→ Exercise goal:
Exactly as written, output the lines below starting from the first and ending with the line that contains "storage sign, one point per instance"; omit pictures.

╔══

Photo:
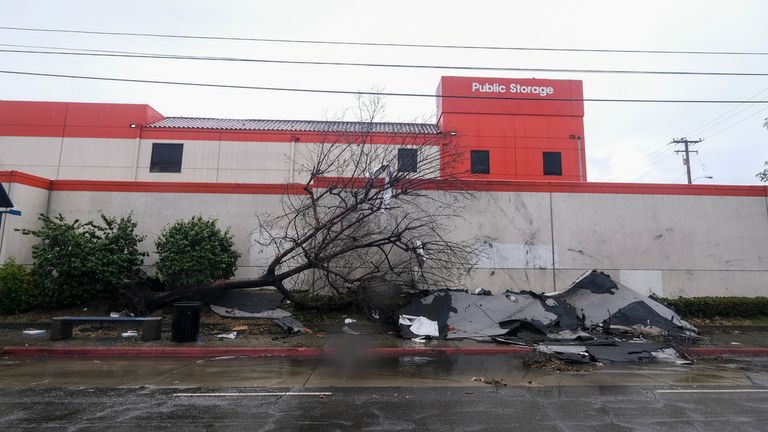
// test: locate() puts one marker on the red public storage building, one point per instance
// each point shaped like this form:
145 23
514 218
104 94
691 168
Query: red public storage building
514 129
493 128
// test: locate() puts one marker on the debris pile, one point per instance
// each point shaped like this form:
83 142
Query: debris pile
255 303
605 316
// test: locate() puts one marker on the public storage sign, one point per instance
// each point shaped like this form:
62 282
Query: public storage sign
510 96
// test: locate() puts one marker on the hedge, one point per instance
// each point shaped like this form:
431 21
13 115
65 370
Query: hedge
710 307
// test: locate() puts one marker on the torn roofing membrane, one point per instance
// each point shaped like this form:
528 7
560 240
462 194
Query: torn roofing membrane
592 305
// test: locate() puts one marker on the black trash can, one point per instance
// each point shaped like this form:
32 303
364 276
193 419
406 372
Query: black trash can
186 321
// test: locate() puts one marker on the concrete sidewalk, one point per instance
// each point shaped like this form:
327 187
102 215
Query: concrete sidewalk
329 340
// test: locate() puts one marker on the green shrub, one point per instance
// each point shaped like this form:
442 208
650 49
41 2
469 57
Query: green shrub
710 307
74 262
195 252
15 288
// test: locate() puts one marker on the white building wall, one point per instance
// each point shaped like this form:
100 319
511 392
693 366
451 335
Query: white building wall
206 161
32 201
33 155
670 245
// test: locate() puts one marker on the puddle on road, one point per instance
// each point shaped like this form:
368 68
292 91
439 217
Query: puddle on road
349 371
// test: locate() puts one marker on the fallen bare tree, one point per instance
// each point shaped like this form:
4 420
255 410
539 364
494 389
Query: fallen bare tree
369 214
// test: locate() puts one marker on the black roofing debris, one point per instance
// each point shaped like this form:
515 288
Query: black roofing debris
256 303
609 319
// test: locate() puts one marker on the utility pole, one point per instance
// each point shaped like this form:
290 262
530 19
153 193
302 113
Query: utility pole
687 158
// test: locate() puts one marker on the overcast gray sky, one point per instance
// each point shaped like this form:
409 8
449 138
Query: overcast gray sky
624 141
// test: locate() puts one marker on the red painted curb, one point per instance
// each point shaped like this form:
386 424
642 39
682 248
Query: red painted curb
201 352
728 351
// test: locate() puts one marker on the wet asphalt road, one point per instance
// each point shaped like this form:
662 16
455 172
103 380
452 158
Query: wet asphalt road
384 394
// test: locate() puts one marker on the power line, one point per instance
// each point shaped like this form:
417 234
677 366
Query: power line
124 54
738 109
384 44
376 93
738 122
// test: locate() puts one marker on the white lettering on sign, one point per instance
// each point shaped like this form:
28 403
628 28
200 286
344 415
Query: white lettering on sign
541 91
489 88
512 88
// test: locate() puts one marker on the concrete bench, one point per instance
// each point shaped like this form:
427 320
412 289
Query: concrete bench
61 327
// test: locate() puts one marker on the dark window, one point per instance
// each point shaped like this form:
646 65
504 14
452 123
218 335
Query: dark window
407 160
5 200
166 157
553 164
480 162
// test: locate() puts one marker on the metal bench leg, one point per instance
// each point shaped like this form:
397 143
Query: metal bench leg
60 329
150 330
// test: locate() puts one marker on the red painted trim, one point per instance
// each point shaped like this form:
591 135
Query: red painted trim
443 185
25 179
571 187
177 187
197 352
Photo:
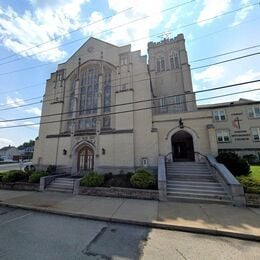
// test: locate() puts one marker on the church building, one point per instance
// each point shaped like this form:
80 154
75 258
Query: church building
110 109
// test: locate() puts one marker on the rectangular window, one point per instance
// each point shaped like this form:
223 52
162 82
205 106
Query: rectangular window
223 136
124 87
256 134
219 115
163 105
123 59
254 112
160 64
172 62
176 61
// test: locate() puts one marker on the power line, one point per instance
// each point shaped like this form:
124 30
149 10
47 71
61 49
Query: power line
137 102
181 27
198 38
226 53
116 27
128 111
61 36
195 68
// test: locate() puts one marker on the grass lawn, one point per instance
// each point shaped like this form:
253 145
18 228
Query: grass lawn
255 169
251 182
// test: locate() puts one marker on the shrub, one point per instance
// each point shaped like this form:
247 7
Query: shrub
251 158
108 176
35 176
92 179
13 176
51 169
234 163
250 185
142 179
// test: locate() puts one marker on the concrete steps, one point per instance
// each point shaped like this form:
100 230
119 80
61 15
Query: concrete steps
61 185
193 182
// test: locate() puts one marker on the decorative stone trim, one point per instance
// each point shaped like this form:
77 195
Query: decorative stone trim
252 200
120 192
20 186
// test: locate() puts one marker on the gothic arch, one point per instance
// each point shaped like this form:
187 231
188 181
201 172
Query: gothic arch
193 133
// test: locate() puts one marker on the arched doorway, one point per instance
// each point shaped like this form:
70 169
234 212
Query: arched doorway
85 159
182 146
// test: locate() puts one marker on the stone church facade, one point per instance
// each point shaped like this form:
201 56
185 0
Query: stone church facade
107 109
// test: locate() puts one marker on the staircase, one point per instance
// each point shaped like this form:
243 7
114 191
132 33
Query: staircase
61 185
193 182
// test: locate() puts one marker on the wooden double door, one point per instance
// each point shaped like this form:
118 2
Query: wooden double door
85 159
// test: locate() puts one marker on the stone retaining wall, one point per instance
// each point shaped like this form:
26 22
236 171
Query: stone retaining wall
252 200
20 186
120 192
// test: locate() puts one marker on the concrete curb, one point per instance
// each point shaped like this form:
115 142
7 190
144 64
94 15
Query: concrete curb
159 225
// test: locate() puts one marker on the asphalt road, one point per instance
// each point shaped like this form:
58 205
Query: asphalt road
33 235
13 166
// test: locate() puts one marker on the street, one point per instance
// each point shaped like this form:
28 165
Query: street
13 166
32 235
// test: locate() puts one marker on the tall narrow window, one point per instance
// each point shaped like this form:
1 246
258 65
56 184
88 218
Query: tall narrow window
256 134
172 62
176 60
107 91
160 64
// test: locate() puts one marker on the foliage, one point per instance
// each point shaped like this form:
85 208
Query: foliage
35 176
250 184
13 176
92 179
29 169
255 172
108 176
142 179
234 163
51 169
251 158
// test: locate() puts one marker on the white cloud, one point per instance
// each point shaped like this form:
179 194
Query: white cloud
210 74
212 8
242 14
35 110
173 19
5 142
247 76
46 22
127 30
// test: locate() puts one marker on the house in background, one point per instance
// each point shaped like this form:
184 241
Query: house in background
9 153
237 126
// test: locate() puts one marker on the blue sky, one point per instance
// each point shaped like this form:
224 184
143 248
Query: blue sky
26 24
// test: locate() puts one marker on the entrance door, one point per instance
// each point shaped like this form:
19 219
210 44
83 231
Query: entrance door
85 160
182 147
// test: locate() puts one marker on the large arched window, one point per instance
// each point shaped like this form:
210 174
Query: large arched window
88 96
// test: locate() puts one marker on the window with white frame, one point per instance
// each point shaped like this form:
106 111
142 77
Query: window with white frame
174 61
123 59
124 87
223 136
219 115
254 112
163 105
256 134
160 64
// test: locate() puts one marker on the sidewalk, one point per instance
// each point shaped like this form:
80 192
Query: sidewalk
212 219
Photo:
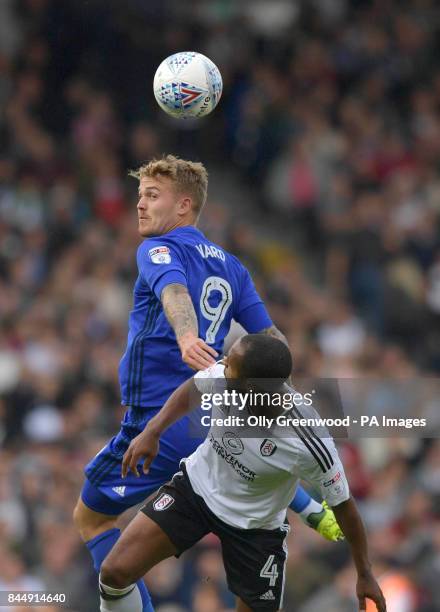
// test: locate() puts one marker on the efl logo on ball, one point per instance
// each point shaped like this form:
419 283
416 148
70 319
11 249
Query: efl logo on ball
187 84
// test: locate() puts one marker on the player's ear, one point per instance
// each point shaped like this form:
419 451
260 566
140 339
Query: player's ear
185 205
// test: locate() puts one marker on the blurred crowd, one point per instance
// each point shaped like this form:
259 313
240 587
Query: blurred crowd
326 154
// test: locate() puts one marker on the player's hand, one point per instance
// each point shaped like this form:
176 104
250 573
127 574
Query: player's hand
146 444
195 352
367 587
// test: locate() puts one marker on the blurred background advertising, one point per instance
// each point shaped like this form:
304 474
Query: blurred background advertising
324 180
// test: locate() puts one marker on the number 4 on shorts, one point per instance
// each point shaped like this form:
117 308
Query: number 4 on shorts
270 571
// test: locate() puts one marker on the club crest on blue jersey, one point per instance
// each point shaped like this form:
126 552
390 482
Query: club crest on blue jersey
160 255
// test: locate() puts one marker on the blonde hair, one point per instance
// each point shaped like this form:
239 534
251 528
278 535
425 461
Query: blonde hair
189 177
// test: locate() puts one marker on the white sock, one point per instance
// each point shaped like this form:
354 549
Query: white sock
313 507
127 599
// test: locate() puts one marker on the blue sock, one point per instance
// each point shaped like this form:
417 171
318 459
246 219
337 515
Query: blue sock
100 546
300 501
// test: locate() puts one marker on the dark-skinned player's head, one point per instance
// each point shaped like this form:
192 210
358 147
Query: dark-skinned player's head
257 356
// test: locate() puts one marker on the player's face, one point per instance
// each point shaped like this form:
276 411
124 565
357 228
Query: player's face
160 208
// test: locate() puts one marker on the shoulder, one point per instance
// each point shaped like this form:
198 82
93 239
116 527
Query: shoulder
206 380
217 370
159 249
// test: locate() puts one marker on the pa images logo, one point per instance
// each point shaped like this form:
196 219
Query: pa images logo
268 447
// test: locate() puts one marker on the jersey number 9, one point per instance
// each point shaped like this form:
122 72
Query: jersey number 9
215 314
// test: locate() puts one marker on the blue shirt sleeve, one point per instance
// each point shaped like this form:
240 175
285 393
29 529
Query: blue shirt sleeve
251 312
255 318
160 264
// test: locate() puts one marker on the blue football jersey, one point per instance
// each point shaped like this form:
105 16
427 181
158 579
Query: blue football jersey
221 289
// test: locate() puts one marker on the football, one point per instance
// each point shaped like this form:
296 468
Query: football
187 84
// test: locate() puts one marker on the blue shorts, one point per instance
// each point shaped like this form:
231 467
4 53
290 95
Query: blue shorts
105 491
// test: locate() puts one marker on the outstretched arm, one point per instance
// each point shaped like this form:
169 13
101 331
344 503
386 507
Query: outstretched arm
351 524
179 310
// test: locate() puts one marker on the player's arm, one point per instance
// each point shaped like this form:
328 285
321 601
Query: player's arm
184 399
351 524
181 315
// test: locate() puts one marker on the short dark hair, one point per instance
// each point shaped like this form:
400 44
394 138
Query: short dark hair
265 357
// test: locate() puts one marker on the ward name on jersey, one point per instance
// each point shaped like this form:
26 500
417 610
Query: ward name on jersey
249 482
216 281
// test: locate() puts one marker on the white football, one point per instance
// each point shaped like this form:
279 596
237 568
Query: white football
187 84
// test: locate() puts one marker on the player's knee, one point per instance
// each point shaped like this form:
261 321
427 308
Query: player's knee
114 574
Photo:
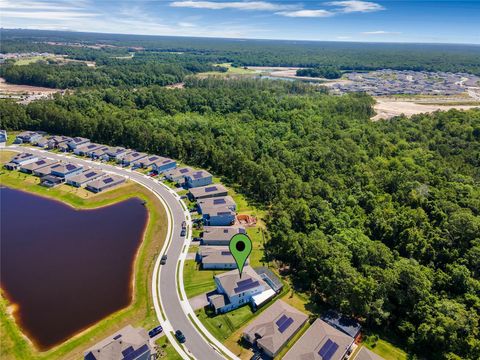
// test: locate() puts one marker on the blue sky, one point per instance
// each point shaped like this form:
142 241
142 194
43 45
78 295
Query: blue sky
336 20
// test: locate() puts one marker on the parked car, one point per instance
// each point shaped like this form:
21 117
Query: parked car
155 331
180 337
163 260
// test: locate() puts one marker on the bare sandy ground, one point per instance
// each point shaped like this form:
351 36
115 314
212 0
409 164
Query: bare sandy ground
388 108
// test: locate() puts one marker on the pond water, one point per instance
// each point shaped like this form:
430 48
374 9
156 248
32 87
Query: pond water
65 269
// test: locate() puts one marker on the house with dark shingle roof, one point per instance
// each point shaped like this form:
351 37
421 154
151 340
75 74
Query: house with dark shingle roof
274 327
321 342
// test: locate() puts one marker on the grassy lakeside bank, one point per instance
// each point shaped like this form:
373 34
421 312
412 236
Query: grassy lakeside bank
13 343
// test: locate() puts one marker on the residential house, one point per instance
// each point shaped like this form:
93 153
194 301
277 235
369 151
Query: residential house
56 142
19 160
321 342
132 157
274 327
128 343
218 201
41 143
105 182
76 142
198 178
163 164
178 175
27 137
218 216
66 170
216 257
116 153
84 177
86 149
233 292
30 168
219 235
44 171
208 191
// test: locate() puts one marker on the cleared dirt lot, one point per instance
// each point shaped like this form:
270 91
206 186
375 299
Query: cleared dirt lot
387 108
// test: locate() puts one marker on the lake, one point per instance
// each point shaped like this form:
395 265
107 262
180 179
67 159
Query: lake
66 269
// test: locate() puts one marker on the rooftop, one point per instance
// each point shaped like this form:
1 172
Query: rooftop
320 342
232 284
275 326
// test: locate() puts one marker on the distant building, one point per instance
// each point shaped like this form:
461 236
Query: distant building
84 177
219 235
20 160
216 257
178 175
274 327
216 202
321 342
132 157
27 137
163 164
127 344
105 182
198 178
233 292
208 191
76 142
32 167
66 170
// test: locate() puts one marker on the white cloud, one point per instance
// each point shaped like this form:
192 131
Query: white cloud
306 13
356 6
381 32
238 5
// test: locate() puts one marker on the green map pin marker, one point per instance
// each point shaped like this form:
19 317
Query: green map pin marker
240 246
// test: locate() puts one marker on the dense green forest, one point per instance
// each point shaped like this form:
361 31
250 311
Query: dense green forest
380 220
324 72
343 55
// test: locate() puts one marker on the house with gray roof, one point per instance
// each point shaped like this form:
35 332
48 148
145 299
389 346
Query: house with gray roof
66 170
219 235
233 292
163 164
30 168
274 327
128 343
216 257
198 178
76 142
209 191
132 157
321 342
84 177
20 160
105 182
178 175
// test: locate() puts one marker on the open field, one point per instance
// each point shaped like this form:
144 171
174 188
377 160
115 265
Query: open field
14 345
386 108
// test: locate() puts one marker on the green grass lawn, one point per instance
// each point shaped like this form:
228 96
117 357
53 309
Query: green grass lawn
385 349
167 351
223 325
197 281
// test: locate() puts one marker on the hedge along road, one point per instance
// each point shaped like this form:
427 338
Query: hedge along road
172 312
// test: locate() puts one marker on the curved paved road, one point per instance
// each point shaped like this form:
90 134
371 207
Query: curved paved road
176 318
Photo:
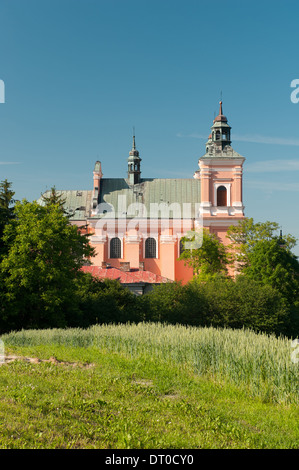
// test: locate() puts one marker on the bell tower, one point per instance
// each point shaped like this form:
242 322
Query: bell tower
134 160
220 172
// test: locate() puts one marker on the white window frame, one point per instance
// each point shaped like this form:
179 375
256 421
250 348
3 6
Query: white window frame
227 186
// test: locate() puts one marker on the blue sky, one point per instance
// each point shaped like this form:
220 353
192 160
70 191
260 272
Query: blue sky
79 74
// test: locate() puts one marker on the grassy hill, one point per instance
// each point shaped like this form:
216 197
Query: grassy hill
148 386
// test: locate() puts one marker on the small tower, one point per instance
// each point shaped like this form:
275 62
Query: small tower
220 172
220 131
134 165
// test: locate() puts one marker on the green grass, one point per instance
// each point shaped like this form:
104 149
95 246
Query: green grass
149 387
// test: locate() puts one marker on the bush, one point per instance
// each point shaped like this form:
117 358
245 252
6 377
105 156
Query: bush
104 301
221 302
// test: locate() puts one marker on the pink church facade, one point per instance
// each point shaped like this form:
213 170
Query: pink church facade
136 224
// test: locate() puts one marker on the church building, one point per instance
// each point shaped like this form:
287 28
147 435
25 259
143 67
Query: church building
136 224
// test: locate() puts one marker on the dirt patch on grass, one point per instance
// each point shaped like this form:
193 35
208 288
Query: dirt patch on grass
35 360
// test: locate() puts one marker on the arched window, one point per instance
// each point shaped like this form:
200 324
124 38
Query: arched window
115 248
221 196
150 248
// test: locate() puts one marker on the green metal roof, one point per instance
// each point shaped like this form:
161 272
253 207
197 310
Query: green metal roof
117 195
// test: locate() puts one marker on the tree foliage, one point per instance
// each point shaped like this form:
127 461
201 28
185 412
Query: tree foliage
45 255
244 236
6 210
208 260
272 263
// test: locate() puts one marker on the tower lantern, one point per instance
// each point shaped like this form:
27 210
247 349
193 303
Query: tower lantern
134 165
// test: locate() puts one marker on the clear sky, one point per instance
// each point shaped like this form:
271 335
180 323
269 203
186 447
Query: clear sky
79 74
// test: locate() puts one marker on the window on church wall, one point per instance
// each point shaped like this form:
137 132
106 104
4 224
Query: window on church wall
150 248
221 196
115 248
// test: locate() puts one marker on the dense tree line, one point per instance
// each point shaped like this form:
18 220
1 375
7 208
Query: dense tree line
42 284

╚══

→ Answer for this exercise:
Photo:
// test: locate() puts one marker on the red public storage building, one point per instance
// each point shaped like this form:
145 23
514 218
104 94
691 168
Query: red public storage building
514 129
493 128
// test: locate() puts one marker on the debris pile, one point per instance
// each point shaped like this form:
83 142
Query: debris pile
255 303
605 316
// test: locate() puts one marker on the public storage sign, one point per instance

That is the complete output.